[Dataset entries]
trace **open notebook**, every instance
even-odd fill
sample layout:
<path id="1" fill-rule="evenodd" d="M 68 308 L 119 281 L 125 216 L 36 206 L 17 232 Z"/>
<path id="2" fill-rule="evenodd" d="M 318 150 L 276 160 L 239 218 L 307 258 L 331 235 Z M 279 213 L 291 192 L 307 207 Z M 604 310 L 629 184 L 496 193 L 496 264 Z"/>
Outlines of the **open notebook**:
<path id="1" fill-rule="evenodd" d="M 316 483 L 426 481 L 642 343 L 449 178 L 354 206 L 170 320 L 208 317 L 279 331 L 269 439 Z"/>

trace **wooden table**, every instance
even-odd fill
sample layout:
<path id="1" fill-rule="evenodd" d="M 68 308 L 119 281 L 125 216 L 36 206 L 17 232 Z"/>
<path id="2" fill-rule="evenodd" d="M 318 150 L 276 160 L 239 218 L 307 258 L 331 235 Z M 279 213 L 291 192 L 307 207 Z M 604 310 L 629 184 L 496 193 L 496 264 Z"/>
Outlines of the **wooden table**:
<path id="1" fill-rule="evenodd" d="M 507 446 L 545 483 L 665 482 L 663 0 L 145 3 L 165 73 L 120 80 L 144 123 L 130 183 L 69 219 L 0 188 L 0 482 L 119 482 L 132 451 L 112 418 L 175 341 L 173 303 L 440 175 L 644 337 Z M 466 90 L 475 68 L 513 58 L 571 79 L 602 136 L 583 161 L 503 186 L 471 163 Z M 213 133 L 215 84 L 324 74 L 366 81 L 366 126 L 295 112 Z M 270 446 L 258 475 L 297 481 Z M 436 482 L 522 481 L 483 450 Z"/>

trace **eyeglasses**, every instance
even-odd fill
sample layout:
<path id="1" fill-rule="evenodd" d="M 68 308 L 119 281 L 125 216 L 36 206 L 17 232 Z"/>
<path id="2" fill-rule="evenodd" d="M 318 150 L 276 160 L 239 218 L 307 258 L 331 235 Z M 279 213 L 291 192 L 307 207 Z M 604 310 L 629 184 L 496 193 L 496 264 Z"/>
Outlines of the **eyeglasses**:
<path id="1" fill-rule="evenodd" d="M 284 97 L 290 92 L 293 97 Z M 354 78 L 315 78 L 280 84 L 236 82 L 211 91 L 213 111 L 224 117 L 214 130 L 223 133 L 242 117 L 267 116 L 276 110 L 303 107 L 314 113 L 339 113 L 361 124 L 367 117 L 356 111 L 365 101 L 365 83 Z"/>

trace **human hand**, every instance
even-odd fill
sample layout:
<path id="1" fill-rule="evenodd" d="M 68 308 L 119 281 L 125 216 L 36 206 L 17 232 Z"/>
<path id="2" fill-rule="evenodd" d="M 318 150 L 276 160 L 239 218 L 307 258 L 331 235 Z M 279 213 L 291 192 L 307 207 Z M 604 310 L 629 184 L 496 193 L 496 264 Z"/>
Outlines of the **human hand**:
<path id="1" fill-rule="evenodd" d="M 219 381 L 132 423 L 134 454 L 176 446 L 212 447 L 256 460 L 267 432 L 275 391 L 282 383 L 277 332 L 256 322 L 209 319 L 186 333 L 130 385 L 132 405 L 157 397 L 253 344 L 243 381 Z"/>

...

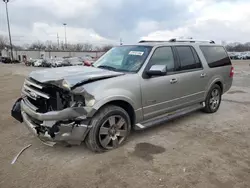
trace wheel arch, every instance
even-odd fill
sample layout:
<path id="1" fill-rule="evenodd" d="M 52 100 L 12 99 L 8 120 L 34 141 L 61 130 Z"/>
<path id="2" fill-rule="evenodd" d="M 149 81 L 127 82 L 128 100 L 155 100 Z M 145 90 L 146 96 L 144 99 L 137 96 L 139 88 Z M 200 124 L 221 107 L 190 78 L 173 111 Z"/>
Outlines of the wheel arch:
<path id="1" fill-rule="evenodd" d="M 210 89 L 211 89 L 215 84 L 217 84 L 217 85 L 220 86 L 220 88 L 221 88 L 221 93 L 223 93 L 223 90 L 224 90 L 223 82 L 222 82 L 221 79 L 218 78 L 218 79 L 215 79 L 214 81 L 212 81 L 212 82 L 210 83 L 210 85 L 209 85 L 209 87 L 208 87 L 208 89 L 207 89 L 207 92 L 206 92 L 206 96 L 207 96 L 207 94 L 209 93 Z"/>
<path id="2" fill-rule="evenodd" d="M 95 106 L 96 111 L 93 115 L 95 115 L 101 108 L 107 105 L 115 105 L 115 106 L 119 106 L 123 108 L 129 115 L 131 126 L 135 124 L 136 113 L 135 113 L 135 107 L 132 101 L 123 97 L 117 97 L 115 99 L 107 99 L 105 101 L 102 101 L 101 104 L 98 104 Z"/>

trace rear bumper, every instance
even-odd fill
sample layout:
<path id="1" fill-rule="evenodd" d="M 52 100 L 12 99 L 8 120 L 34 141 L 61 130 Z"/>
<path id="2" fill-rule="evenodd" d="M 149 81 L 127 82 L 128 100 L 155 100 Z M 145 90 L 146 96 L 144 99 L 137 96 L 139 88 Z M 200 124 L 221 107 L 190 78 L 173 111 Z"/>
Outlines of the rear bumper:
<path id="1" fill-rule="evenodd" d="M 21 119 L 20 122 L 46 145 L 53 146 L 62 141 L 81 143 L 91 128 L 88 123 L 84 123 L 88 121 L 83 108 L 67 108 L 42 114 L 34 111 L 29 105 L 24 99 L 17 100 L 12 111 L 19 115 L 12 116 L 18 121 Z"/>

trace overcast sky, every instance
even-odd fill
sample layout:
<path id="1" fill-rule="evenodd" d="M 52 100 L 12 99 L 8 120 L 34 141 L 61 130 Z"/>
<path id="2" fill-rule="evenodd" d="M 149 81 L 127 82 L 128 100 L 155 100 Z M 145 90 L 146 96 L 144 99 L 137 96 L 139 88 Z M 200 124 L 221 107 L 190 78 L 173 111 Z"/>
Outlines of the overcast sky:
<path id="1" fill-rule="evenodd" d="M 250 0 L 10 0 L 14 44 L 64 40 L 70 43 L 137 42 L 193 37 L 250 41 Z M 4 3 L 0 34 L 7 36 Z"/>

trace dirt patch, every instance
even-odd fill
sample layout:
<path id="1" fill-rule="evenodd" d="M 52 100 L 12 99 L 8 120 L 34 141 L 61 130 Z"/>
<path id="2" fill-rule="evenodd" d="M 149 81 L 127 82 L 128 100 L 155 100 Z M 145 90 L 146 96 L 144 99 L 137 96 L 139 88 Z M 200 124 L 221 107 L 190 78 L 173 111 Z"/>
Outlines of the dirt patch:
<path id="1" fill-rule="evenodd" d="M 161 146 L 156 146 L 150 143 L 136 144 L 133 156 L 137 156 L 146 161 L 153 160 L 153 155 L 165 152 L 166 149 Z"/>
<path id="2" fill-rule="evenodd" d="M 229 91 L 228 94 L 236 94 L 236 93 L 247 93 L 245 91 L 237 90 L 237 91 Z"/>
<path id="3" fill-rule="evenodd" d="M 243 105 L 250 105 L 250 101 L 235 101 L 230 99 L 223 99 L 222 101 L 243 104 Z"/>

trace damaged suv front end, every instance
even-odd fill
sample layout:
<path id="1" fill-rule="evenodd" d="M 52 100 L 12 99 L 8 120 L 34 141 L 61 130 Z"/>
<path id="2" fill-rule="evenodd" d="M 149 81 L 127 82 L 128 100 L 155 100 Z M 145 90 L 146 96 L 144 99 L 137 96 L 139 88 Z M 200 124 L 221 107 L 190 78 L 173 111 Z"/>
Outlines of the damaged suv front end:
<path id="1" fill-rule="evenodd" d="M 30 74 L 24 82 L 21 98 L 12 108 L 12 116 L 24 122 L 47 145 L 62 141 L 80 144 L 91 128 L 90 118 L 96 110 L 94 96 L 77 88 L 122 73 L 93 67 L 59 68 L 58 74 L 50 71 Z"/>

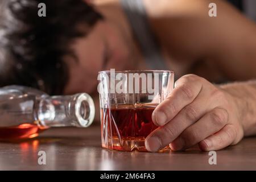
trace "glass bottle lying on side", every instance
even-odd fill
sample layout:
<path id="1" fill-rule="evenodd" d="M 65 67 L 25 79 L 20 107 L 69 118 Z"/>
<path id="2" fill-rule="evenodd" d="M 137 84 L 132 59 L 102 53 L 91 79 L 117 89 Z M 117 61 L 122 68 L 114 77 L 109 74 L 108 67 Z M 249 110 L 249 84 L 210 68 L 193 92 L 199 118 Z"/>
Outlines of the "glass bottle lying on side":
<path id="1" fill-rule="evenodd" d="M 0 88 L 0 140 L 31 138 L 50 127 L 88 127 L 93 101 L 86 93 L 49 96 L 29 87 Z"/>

*Task details:*
Copy the lines of the data verbatim from the line with "trace **open notebook**, every instance" to the line with "Outlines of the **open", both included.

*The solution:*
trace **open notebook**, every instance
even-odd fill
sample layout:
<path id="1" fill-rule="evenodd" d="M 68 308 L 119 281 L 125 216 L 36 206 L 17 232 Z"/>
<path id="2" fill-rule="evenodd" d="M 318 150 L 276 160 L 239 218 L 307 258 L 331 235 Z M 279 213 L 291 192 L 307 207 Z M 604 310 L 629 184 L 496 193 L 496 264 Z"/>
Outlines of the **open notebook**:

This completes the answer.